__Exercise instructions__. Although the data below holds other lines too, output only those from the line with "Query: american flag lapel pin" up to and including the line with "Annotate the black", exactly as they appear.

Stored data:
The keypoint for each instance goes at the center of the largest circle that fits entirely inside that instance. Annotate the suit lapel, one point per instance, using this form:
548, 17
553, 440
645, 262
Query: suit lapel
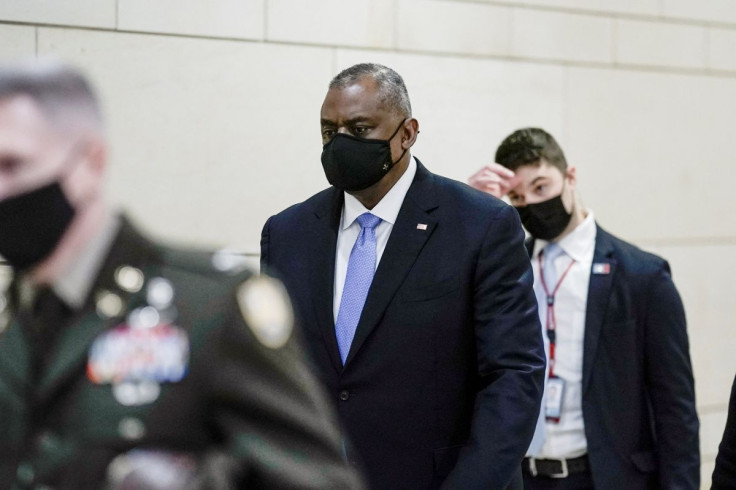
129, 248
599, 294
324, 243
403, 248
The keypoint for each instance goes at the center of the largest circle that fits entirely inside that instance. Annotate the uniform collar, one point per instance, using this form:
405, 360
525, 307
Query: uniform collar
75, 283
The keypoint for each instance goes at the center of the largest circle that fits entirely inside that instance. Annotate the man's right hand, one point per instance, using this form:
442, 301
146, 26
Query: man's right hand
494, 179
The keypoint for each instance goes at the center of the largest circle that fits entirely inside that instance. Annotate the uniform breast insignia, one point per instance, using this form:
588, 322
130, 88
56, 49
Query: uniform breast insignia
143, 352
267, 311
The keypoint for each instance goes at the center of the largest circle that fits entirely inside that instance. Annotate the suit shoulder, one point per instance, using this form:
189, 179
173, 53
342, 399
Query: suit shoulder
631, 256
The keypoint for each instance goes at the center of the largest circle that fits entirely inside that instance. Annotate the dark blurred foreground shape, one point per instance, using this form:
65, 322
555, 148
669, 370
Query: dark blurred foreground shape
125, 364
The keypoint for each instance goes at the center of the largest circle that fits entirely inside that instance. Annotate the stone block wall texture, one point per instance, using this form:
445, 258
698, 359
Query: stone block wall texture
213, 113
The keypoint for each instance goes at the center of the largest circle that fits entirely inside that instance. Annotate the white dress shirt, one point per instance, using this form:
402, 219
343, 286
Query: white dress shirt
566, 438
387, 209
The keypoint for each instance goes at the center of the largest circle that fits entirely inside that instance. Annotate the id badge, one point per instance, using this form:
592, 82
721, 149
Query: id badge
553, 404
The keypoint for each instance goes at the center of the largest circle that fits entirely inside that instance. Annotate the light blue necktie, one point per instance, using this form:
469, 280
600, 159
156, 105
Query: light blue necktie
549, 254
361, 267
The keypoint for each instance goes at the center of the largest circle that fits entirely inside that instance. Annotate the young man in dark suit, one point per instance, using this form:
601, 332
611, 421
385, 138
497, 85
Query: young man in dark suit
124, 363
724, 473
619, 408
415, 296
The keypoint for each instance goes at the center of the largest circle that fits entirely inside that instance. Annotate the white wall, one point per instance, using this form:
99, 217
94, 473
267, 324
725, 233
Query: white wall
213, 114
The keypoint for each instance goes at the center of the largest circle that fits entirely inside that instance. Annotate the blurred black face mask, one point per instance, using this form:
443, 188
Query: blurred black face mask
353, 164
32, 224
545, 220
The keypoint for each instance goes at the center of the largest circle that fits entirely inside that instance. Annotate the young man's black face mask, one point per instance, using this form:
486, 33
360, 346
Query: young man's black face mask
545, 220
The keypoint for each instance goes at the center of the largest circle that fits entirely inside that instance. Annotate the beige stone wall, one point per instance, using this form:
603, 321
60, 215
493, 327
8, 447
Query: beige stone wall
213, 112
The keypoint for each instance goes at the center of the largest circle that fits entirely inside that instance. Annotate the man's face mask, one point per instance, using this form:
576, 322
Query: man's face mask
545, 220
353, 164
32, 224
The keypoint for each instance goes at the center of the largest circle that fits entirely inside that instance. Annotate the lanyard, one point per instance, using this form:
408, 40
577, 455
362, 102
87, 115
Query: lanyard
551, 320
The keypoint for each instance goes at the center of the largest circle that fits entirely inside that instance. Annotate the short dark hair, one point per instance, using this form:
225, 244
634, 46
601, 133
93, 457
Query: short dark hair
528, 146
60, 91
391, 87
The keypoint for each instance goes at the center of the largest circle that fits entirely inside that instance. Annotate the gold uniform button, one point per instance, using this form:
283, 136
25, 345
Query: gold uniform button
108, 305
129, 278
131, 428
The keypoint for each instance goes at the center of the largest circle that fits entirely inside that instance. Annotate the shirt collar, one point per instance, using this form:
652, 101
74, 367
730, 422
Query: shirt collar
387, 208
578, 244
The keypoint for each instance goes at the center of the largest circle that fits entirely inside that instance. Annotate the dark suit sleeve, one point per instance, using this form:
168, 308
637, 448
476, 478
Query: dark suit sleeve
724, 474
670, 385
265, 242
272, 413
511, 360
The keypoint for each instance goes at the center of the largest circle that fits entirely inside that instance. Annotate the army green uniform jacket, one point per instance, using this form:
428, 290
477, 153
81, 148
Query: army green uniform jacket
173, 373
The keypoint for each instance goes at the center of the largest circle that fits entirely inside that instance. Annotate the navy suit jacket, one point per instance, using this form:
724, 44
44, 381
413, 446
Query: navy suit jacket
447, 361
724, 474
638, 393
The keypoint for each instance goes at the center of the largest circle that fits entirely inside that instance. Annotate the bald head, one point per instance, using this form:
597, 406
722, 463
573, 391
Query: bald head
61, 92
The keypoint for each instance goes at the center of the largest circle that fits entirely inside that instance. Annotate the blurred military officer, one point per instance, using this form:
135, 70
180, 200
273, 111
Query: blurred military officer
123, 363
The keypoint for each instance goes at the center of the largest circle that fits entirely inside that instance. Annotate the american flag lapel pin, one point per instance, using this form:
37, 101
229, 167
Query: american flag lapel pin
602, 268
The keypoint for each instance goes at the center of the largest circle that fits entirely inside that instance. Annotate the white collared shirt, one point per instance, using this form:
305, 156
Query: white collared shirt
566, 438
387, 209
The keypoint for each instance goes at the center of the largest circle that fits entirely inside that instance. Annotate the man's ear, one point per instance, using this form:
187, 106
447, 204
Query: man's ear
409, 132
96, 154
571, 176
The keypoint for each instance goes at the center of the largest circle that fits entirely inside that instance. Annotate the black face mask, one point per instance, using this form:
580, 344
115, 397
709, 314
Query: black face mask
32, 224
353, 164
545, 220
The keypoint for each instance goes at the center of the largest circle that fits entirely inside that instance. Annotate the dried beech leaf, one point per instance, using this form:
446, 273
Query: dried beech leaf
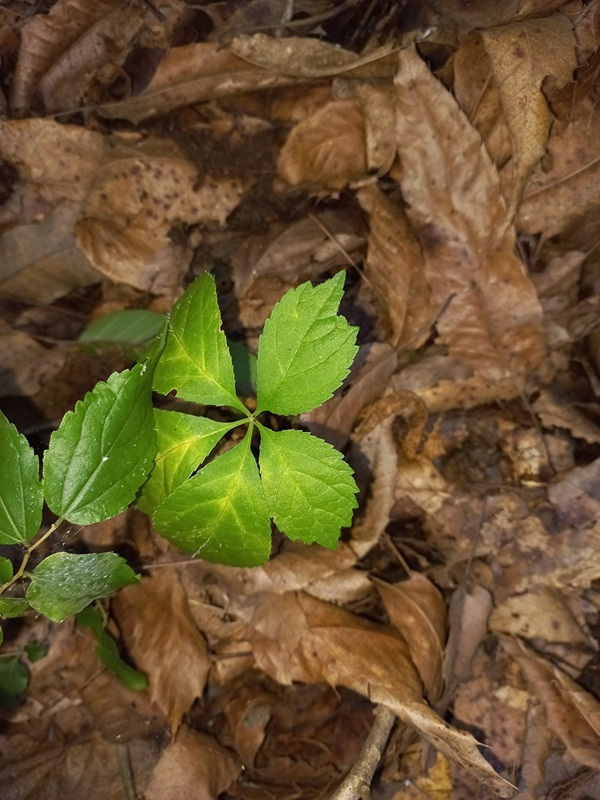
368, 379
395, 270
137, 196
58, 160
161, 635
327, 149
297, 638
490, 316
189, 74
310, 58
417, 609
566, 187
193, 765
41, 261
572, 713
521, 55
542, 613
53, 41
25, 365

__Final answer__.
Query: american flag lapel pin
602, 268
The keypoint for each instance goes at the center of the largest circle that fits entirely inside that instance. Annotate the white collared shirt, one point per instance, using this form:
305, 156
Query: white collared shirt
566, 438
387, 209
The keypoint for each instance goes at the center of the largest circle that fits entirely inside that instance. Annotate the man's ear, one point per instance, using this form:
187, 106
447, 204
Query: man's ear
409, 132
96, 154
571, 176
The keypoint for each instance goes at the center of the largest circle that fits entirely inside that instance. Annotate the black face mask, one point per instance, using this form:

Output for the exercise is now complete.